■ EXERCISE PROMPT
Your result should be every line of the records below that contains the word "instance".
BEGIN SUPPLIED ENTRIES
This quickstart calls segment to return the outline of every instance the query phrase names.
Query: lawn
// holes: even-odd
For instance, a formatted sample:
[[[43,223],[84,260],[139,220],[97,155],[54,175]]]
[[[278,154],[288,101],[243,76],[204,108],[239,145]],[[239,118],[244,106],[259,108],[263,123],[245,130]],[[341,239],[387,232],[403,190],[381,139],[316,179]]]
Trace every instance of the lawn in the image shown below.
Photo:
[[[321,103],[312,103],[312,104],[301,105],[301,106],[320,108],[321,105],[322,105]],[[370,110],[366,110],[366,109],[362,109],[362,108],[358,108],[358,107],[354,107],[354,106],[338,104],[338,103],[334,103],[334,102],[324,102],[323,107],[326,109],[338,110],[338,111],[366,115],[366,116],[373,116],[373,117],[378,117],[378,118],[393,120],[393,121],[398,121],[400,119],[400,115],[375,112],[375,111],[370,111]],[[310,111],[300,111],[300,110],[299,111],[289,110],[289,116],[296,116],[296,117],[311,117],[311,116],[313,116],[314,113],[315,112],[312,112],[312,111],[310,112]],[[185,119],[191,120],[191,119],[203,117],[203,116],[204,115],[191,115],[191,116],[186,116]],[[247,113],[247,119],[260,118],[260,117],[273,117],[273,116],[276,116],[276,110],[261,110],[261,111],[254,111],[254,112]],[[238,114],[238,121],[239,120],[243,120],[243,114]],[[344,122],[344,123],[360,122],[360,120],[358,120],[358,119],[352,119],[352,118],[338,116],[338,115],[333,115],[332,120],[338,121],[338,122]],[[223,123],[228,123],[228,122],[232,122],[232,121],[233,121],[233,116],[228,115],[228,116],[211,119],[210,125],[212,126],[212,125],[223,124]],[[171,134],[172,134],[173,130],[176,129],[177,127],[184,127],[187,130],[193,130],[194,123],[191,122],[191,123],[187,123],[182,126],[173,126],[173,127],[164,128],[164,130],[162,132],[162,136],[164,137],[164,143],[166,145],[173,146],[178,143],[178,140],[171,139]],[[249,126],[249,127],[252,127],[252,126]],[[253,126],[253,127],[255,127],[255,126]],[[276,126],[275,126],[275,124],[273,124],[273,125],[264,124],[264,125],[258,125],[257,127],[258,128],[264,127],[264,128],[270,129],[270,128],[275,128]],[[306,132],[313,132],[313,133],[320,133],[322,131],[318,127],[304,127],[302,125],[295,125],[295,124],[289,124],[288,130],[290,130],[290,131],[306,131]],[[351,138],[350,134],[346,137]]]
END SUPPLIED ENTRIES
■ RESPONSE FOR THIS EXERCISE
This quickstart calls segment to return the outline of every instance the query phrase names.
For instance, a formatted sample:
Trace every instance of the lawn in the image shown below.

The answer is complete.